However, it is also an unfortunate fact that the Left movement largely ignored him and his other revolutionary colleagues for many decades despite Bhagat Singh’s ideological proximity to it, leaving the field open to the right-wing Hindu communal forces that were able to make quite a successful attempt to show him in their own light. His adversaries, who espoused the Hindutva brand of nationalism, imposed on him the image of a “brave patriot” who made a selfless sacrifice for the nation and portrayed him in paintings as a bomb- or pistol-holding terrorist. However, care was taken never to discuss his political or religious views because he was a Marxist and a self-confessed atheist. Chaman Lal informs that in one of the recent books, even Bhagat Singh’s knowledge of the English language was frowned upon although his correspondence with British officials and his writings that were published during his lifetime as well as soon after his martyrdom leave no doubt regarding his linguistic competence.
The Left shook off its indifference in the 1980s, and Shiv Verma, a close associate of Bhagat Singh and a leader of the Communist Party of India (Marxist) in Uttar Pradesh, brought out Selected Writings of Shaheed Bhagat Singh in March 1986, on the 55th anniversary of the martyrdom of Bhagat Singh, Rajguru and Sukhdev. He edited the volume and wrote an illuminating introduction on “Ideological Development of the Revolutionary Movement: From Chapekars to Bhagat Singh” while the Marxist leader B.T. Ranadive contributed a foreword. Chaman Lal builds upon this solid edifice and brings out many unknown facets of the famed revolutionary’s personality and thinking. As he has devoted several decades to collecting original documents, he has provided scanned copies of Bhagat Singh’s seminal writings such as “Why I am an Atheist” from the newspapers or journals where they were first published. Chaman Lal published inThe Hindu (August 15, 2011) along with an introduction scanned copies of Bhagat Singh’s letters written in his own handwriting to British officials as well as to the High Court.
The book begins with “Revolutionary Legacy of Bhagat Singh”, an article that Chaman Lal first published in Economic & Political Weekly. In view of the fact that he is an academic, it is rather surprising that he does not feel the need for proper referencing and fails to give any details about when the article was published and in which issue. None of Bhagat Singh’s articles included in this volume offer any information about the date of their first publication. So, if some future researcher wishes to consult the original, s/he would be up against a wall. This is a serious lapse in an otherwise useful book.

(RECORD EXCERPTS):

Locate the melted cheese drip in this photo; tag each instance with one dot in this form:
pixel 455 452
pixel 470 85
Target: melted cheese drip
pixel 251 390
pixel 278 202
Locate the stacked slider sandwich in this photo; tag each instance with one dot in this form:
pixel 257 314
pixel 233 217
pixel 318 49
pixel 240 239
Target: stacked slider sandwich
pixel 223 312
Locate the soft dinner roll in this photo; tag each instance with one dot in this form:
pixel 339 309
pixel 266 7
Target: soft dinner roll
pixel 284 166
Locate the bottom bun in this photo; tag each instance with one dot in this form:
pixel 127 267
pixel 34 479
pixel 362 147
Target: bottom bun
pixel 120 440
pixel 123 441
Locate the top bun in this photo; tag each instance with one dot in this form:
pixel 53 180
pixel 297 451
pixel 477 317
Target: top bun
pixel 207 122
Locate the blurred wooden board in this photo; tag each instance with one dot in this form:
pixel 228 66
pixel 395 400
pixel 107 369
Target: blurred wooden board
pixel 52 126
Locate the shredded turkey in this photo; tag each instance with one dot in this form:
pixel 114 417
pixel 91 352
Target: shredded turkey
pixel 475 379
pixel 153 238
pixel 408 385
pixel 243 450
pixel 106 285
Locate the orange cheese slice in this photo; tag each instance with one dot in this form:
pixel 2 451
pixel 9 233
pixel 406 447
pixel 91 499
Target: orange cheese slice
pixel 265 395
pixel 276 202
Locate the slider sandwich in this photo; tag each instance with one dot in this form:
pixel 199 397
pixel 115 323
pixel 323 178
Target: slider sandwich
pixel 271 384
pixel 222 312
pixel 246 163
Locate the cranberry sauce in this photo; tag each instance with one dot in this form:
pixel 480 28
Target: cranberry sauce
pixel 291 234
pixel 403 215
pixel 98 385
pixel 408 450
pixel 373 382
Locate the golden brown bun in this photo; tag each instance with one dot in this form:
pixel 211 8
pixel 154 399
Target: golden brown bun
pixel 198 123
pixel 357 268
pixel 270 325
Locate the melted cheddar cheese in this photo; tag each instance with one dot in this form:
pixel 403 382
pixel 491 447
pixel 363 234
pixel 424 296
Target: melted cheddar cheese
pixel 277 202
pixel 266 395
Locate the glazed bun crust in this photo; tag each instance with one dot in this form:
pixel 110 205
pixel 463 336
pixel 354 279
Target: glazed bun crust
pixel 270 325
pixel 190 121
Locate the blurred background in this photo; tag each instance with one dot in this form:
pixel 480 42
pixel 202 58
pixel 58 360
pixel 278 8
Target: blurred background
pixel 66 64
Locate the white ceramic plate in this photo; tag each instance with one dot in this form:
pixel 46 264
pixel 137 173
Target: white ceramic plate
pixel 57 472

(REQUIRED WORK):
Rewrite the stretch of the passage on Bhagat Singh from "The book begins" through "otherwise useful book.", replacing "serious lapse" with "major omission".

(THE COMPLETED TASK):
The book begins with “Revolutionary Legacy of Bhagat Singh”, an article that Chaman Lal first published in Economic & Political Weekly. In view of the fact that he is an academic, it is rather surprising that he does not feel the need for proper referencing and fails to give any details about when the article was published and in which issue. None of Bhagat Singh’s articles included in this volume offer any information about the date of their first publication. So, if some future researcher wishes to consult the original, s/he would be up against a wall. This is a major omission in an otherwise useful book.